WHAT YOU HAVE TO DO — Render every line of the records below as a JSON list of strings, one string per line, with blank lines omitted. Leave the pictures out of the list.

DATA TO PROCESS —
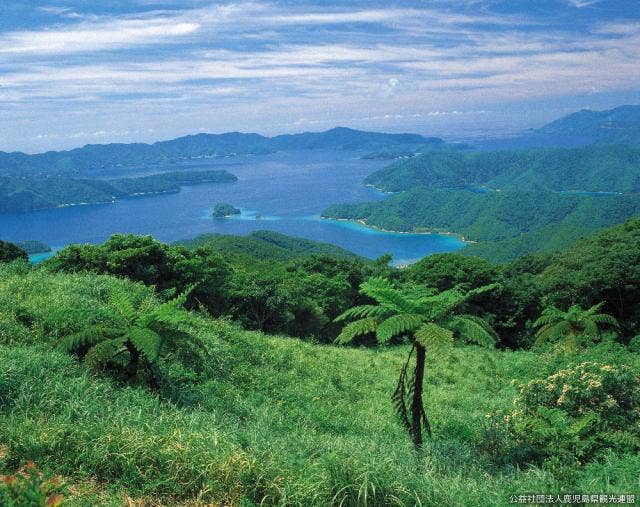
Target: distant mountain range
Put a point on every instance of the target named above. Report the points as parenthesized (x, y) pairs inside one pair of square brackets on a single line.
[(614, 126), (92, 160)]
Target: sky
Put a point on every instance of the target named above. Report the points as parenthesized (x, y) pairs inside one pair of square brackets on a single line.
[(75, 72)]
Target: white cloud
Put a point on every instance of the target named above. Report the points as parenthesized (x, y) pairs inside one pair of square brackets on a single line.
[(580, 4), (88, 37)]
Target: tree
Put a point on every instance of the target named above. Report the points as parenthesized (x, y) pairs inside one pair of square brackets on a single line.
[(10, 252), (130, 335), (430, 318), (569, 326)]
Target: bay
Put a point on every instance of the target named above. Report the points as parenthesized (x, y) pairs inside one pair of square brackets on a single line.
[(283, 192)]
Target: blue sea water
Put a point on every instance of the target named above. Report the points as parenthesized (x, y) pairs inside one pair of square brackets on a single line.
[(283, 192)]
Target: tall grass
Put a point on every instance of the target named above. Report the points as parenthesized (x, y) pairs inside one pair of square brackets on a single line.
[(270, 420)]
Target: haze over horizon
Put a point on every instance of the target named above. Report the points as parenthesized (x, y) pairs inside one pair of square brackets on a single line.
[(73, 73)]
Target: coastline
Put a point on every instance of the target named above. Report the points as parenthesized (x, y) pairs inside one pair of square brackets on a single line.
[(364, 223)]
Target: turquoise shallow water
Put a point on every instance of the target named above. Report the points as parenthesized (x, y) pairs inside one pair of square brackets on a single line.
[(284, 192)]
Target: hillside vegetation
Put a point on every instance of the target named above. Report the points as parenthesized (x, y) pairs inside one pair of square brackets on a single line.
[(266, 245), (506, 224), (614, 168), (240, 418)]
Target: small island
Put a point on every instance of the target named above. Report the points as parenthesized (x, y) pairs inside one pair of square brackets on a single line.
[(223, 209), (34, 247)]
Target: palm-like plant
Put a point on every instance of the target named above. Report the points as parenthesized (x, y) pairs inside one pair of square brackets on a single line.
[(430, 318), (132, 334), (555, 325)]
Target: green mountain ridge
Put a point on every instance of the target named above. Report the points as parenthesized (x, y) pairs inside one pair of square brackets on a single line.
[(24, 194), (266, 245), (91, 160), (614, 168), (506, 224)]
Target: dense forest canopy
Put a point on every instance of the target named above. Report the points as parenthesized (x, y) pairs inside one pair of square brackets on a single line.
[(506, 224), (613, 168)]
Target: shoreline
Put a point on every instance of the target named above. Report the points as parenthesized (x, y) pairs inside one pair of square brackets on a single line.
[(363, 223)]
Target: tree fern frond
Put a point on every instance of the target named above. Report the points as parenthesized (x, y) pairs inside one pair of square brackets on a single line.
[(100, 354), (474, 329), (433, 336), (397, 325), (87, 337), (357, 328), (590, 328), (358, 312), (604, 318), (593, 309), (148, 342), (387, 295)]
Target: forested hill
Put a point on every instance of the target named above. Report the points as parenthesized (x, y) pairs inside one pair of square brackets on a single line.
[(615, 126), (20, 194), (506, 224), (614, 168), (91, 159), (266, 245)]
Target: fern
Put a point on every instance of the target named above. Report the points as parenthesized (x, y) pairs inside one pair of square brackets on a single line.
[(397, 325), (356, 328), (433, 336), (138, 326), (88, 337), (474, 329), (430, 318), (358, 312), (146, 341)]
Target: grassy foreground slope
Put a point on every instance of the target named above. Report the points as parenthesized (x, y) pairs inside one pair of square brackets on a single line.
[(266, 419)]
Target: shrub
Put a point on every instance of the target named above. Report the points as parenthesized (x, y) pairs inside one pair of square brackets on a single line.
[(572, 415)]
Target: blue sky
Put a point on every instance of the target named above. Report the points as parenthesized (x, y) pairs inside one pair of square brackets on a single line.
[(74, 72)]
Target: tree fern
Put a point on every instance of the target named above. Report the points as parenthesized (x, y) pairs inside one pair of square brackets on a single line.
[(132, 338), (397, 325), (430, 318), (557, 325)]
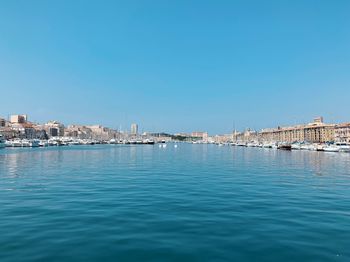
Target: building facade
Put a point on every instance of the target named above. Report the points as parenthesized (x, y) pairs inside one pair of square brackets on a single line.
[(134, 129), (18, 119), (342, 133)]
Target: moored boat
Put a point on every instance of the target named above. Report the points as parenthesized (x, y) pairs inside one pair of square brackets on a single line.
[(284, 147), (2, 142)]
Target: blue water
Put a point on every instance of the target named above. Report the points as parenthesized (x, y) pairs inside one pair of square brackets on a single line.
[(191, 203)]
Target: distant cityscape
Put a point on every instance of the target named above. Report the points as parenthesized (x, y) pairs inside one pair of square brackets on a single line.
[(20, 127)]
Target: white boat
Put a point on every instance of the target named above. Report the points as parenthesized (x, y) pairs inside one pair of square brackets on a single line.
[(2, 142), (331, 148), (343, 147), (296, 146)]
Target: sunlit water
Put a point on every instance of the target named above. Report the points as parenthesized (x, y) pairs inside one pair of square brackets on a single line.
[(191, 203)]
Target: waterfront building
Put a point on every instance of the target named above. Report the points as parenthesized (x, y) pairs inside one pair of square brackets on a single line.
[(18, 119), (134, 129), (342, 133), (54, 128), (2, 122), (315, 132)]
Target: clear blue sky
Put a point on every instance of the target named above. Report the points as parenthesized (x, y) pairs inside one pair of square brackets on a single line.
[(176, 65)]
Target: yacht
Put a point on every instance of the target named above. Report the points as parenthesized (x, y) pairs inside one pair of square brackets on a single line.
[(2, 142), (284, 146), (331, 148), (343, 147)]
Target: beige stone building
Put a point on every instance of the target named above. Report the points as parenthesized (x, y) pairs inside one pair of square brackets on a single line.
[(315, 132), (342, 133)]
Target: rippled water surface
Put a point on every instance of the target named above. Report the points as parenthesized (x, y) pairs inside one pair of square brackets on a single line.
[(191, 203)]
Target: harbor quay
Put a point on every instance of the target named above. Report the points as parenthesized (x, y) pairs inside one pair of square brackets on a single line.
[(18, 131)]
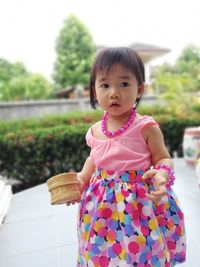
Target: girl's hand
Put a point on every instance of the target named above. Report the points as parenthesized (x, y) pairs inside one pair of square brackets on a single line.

EXERCISE RESPONSE —
[
  "Target: distant mountain range",
  "Put a point on every instance of the target named above. Report the points as parenthesized (x, y) pairs inside one pair of square brackets on a single line.",
  "[(614, 126), (92, 160)]",
  "Target: sky",
  "Put a point on every instance of the target named above. Report the points as parenthesized (x, y) pairs inside one pair of square brackets on a single line.",
  "[(75, 72)]",
  "Target: white cloud",
  "Put a point on every instance of the target named above. Report the points as parenthesized (x, y) pairs inside one pair of square brackets on a single line.",
  "[(580, 4), (88, 37)]",
  "Target: tree",
  "Put a point on every instance of the target named above. Report the points as parenthesized (x, y) pairs inside one pair of square brackets on a single line.",
  "[(10, 252), (130, 335), (430, 318), (569, 326)]",
  "Target: bay",
  "Put a point on every instance of the target named above. Report the points as parenthesized (x, y) pairs inside one pair of square brackets on a single line.",
  "[(283, 192)]",
  "Target: blue sea water",
  "Put a point on every instance of the target named above. Report the points as parenthesized (x, y) pairs inside one pair of square brackets on a single line.",
  "[(283, 192)]",
  "Target: tall grass",
  "Put a point on every instance of the target named above. Report the points as parenthesized (x, y) pairs inside one pair of square brackets on a single line.",
  "[(270, 420)]",
  "Target: haze over horizon",
  "Put a point on every instance of the target named above. Report the points as parenthesized (x, y) pairs inside one pair of square brackets on a single line.",
  "[(73, 73)]",
  "Target: coastline",
  "Put a point on every instance of the target named above. Report the points as parenthesized (x, y) pairs inside one pair of square brackets on a single line.",
  "[(364, 223)]",
  "Target: turquoise shallow water",
  "Put a point on every instance of the target named above. Report the points as parenthesized (x, y) pairs inside one pair of square brackets on a single line.",
  "[(284, 192)]",
  "Target: hillside vegetation",
  "Put a point on every instance of the target named above. Report the points as parenthesized (x, y) pairs inside one pair of square brackets on a single line.",
  "[(266, 245), (506, 224), (614, 168), (240, 418)]",
  "Target: small island",
  "Put a point on every instance of the target named above. Report the points as parenthesized (x, y) pairs inside one pair of square brackets on a single line.",
  "[(223, 209), (34, 247)]",
  "Target: palm-like plant",
  "Put a point on every instance of the target named above. Report the points as parenthesized (x, y) pairs inside one pair of square brackets on a single line.",
  "[(430, 318), (132, 334), (555, 325)]",
  "Target: green mountain ridge",
  "Put a point on every instance of the target named above. Report the points as parenthesized (x, y) pairs inside one pair of square brackets on a single line.",
  "[(24, 194), (266, 245), (91, 160), (614, 168), (506, 224)]",
  "Target: dense forest canopy",
  "Put a point on every instance of the target named above. Report the points as parenthesized (x, y) pairs inside one pair of square brackets on a single line.",
  "[(506, 224), (613, 168)]",
  "Target: shoreline",
  "Put a point on every instance of the target named above. Report the points as parenthesized (x, y) pairs inside one pair of square brackets on a single line.",
  "[(363, 223)]",
  "Target: tree fern frond",
  "Put a point on every instance of the target named above. Report the points as parenthesized (x, y) pairs inside one pair of square brackets on a single line.",
  "[(100, 354), (474, 329), (433, 336), (397, 325), (87, 337), (357, 328), (590, 328), (358, 312), (604, 318), (593, 309), (148, 342), (387, 295)]",
  "Target: forested hill",
  "Put a point on every instance of the target named above. Report the points as parenthesized (x, y) pairs inside one pair of square brackets on a single line.",
  "[(615, 126), (20, 194), (506, 224), (614, 168), (91, 159), (266, 245)]",
  "Target: fern",
  "Put a point on every instance of the target named above. Report the points as parenthesized (x, y) pairs inside one pair of square brackets on a single line.",
  "[(397, 325), (356, 328), (433, 336), (138, 326), (88, 337), (474, 329), (430, 318), (358, 312), (146, 341)]",
  "Target: grassy foreground slope",
  "Put a point on every instance of the target named above. Report the points as parenthesized (x, y) pairs inside one pair of square brackets on a single line.",
  "[(266, 419)]",
  "Target: shrub",
  "Put a point on every instance of the target named above. Report the points as parenthesized (x, y) pairs inside one pair of square brackets on a single line.",
  "[(572, 415)]",
  "Target: blue sky",
  "Put a point on every instance of the target named above. Report the points as parenthesized (x, y) pairs inside one pair of square brackets on a single line.",
  "[(74, 72)]",
  "Target: tree fern",
  "Put a point on every instance of the target named above. Report the points as parenthesized (x, y) pairs inside one pair of square brackets on a single line.",
  "[(132, 338), (397, 325), (430, 318), (557, 325)]",
  "Target: building facade",
  "Put a point on every instance of the target named above. Report the points as parenthesized (x, y) pairs inside one pair of square brackets on a single line.",
  "[(134, 129), (18, 119), (342, 133)]",
  "Target: moored boat",
  "Put a point on every instance of the target named above. Report the points as parenthesized (x, y) pairs inside one pair of square brackets on a single line.",
  "[(284, 147), (2, 142)]",
  "Target: blue water",
  "Put a point on every instance of the target named above. Report the points as parenthesized (x, y) pairs inside one pair of square brackets on a single line.",
  "[(191, 203)]",
  "Target: distant cityscape",
  "Put a point on every instance of the target named above. Report the points as parenthesized (x, y) pairs inside one pair of square brackets on a single line.",
  "[(20, 127)]",
  "Target: white boat",
  "Put a point on every instance of the target named above. Report the points as parenthesized (x, y) pairs inside one pair of square brackets on a single line.",
  "[(2, 142), (331, 148), (343, 147), (296, 146)]",
  "Target: sunlit water",
  "Put a point on every instance of the target named above. Report the points as parenthesized (x, y) pairs inside one pair of square brackets on a single line.",
  "[(191, 203)]",
  "Target: waterfront building",
  "Put a point on every instance of the target named above. Report the points as parenthesized (x, y) pairs inside one pair of square brackets on a single line.",
  "[(18, 119), (134, 129), (342, 133), (54, 128), (2, 122), (315, 132)]",
  "Target: clear blue sky",
  "Put a point on every instance of the target named above. Report the points as parenthesized (x, y) pairs inside one pair of square brackets on a single line.",
  "[(176, 65)]",
  "Target: yacht",
  "Put a point on every instance of the target named above. Report the points as parenthesized (x, y) pairs inside one pair of square brackets on a single line.",
  "[(2, 142), (284, 146), (331, 148), (343, 147)]",
  "Target: beige stone building",
  "Put a point on every instance of the target named above. Report the points as parenthesized (x, y) pairs inside one pair of square brackets on a single line.",
  "[(315, 132), (342, 133)]",
  "Target: rippled water surface",
  "Put a point on every instance of the target named above. Report the points as parenthesized (x, y) pairs inside one pair of square brackets on a single line.",
  "[(191, 203)]",
  "Target: harbor quay",
  "Put a point on every instance of the target named above. Report the points as parenthesized (x, y) pairs inside one pair of square brackets on a single line.",
  "[(18, 131)]",
  "Target: girl's hand",
  "Put a point on every instance of the target named above. Report the points as parenthesized (x, y) pairs inside one pair of square brackets on a single line."
]